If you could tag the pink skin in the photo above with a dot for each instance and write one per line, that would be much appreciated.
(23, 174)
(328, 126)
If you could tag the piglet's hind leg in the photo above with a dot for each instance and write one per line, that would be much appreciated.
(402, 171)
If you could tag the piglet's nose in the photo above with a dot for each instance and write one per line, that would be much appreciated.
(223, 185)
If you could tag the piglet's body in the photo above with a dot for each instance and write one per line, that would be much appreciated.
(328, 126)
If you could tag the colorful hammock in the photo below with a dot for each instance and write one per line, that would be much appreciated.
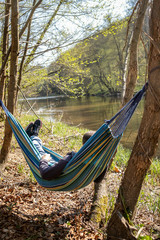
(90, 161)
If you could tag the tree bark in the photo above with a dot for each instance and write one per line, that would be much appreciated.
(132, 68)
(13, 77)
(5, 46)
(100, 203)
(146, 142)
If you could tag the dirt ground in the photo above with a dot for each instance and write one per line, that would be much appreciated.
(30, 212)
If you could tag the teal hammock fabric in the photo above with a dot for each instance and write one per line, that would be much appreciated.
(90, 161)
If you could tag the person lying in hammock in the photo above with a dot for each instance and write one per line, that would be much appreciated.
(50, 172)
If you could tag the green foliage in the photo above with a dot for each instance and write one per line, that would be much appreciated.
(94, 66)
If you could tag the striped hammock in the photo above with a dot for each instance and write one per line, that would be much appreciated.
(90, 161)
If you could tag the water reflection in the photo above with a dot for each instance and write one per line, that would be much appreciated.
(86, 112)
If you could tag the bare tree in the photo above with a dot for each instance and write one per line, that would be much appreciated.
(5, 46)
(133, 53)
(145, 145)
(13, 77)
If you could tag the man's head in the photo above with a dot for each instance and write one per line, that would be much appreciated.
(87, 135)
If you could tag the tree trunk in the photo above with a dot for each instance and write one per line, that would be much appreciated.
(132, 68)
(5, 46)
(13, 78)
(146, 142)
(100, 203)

**********

Do this.
The required output is the exact sequence of lines from the one containing "If you could tag the striped" through the end of the listing, both endpoints included.

Result of this task.
If you could tag the striped hammock in the photo above with a dot for each instance and write one per line, that would be much appreciated.
(90, 161)
If you could tag the water reflection in the photo above with a dot for each instance and write one per line, that would be much appreciated.
(86, 112)
If you could tag the bare tree in the photo above with a dot for each instance and write one per line, that would be much appreciated.
(5, 46)
(133, 53)
(145, 145)
(13, 77)
If you could tag the man's head in the photo above with a dot for each instance and write one per line, that would be much appreciated.
(87, 135)
If you could tag the tree trunk in the photo above with a dot for each instance and write one per line, that would be much appreciated.
(132, 68)
(5, 46)
(13, 78)
(146, 142)
(100, 203)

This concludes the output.